Each entry below should appear again exactly as written, without pictures.

:: MATERIAL PROVIDED ::

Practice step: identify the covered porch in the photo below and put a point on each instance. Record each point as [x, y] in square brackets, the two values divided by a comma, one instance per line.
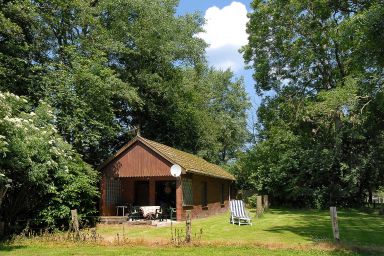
[141, 197]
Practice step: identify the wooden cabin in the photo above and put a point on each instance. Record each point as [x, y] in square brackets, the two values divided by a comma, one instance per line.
[139, 174]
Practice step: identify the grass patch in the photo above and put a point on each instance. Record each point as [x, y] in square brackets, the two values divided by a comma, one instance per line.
[278, 232]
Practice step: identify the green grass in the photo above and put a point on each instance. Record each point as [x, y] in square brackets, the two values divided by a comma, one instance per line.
[121, 250]
[278, 232]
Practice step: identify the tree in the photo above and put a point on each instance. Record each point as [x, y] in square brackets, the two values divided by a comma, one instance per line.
[310, 55]
[48, 178]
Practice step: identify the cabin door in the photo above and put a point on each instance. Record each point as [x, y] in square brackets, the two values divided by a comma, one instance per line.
[142, 193]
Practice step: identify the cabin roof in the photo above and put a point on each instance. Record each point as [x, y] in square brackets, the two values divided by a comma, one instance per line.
[191, 163]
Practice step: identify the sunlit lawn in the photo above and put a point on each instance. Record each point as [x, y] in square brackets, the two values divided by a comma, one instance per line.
[278, 232]
[277, 226]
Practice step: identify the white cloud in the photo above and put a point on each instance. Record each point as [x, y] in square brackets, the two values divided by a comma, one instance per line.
[225, 32]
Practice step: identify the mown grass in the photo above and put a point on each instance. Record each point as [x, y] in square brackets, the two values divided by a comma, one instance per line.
[293, 227]
[124, 250]
[278, 232]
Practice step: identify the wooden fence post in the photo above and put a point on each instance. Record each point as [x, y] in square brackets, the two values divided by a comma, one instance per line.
[259, 206]
[335, 225]
[75, 223]
[266, 202]
[188, 226]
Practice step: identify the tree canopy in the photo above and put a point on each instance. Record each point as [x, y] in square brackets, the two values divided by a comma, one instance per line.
[103, 69]
[318, 66]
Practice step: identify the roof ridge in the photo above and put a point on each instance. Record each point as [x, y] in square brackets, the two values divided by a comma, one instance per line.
[188, 161]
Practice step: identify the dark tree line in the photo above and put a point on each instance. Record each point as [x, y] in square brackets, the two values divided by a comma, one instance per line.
[319, 68]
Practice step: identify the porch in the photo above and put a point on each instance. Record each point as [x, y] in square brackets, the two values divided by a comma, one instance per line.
[141, 198]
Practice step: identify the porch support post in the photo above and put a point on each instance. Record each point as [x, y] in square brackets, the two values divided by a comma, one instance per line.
[179, 199]
[152, 191]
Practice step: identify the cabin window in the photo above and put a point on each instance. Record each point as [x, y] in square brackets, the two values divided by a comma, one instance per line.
[113, 191]
[187, 192]
[204, 195]
[222, 198]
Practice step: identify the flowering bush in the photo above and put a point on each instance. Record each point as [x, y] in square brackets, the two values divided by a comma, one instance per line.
[48, 177]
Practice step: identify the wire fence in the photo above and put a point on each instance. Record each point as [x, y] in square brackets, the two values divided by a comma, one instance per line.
[91, 230]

:::

REPLY TO THE EXERCISE:
Practice step: identify the covered porch in the photo below and put a point on each instance. Record each point as [x, y] in square brackets, the two values divided by a comma, one instance per line.
[141, 197]
Practice step: identify the wooden cabin in the photo above and put a point on each instance. Record each point as [x, y] in square brackets, the two values divided by a comma, one instance per line.
[139, 174]
Practice step: identify the grass patch in the photo above and put a point on each instance. Record each point as [x, y] in square brackets, the two values divided by a comma, one instance per line.
[278, 232]
Practice step: identify the green grass in the photo above and put a point on each instance. Record each point as [x, y] in square brackets, the two values divided by a comma, one instance per line.
[121, 250]
[278, 232]
Practice step: identify the tree in the photo above and put a point on each instance. Record each point as [x, y] in square brackets, the two values divided by a comma, one instance per line.
[310, 55]
[48, 178]
Practice step: identify the cabin door in the photo above and put a point on each instance. Record each point as [x, y] in square brackets, the two values divided by a comma, one instance per line.
[142, 193]
Practice step: identify the cabin roof in the photo above and put a point on each instance. Record each point as [x, y] in square brackets, the two values divided by a comma, one instance per line.
[191, 163]
Practice step: identify the sunlit lawn in the photo above and put a point on each instance. Record each point as [x, y] in square brackets, the two values divided by a comma, one instance per line.
[278, 232]
[277, 226]
Practice step: identify the white cloud in the photo above and put a point on each instance. Record each point as [x, y] in square brackets, the two values divided by a comma, one instance per line.
[225, 32]
Practice step: identify the mown grass in the photo above and put a point on each instance. Record each point as [x, y] in square brackets, the two values divided by a comma, one instance per line.
[293, 227]
[124, 250]
[278, 232]
Practice step: identify the wooden fence post in the photo above and put a point on each instance. Record each point as [x, y] in square brackets, the two values divided by a comma, one instance per line.
[259, 206]
[335, 225]
[75, 223]
[266, 202]
[188, 226]
Practice step: identify the tree canopy in the photo above and put a point on each instance. Record each point as [x, y] in square brackets, the two values divided by a comma, one instance per line.
[103, 69]
[318, 66]
Practice step: identify the roof ridge in the photo above and put a point on each instance. Record each point as [x, y] in square brackets, the two values divided by a comma, one instance per line.
[188, 161]
Practice step: identify the dark tree line in the photo above and put a point on each instance. Record each point as [x, y] in square brackets, the two values divided by a comma, one instance per line.
[319, 68]
Practice step: identify the porch in the photo above and put a point on each instance. Record each point as [x, y] in square brackets, the two values divided by a comma, one instance per line.
[141, 198]
Practice step: identify the porch support post in the photo above and put a point on each instance. Record each point as [x, y] in square brackets, the two values divided by a comma, one instance per line.
[179, 199]
[152, 191]
Practice step: identify the cabin window in the photo above and put a point on each instance. Record each point as [x, y] in square brackets, the two values divided by a comma, one instance per line.
[113, 191]
[187, 192]
[204, 195]
[222, 198]
Practice step: identify the flowering bush in the photo above and put a point on each instance. Record each point as [x, y] in square brackets, the two values divided by a comma, one instance per line.
[48, 177]
Practice step: identify the wire fence in the photo above and put a point on each instance. Record each point as [x, y] in square brackets, the two values divided by a comma, one instance per line.
[91, 230]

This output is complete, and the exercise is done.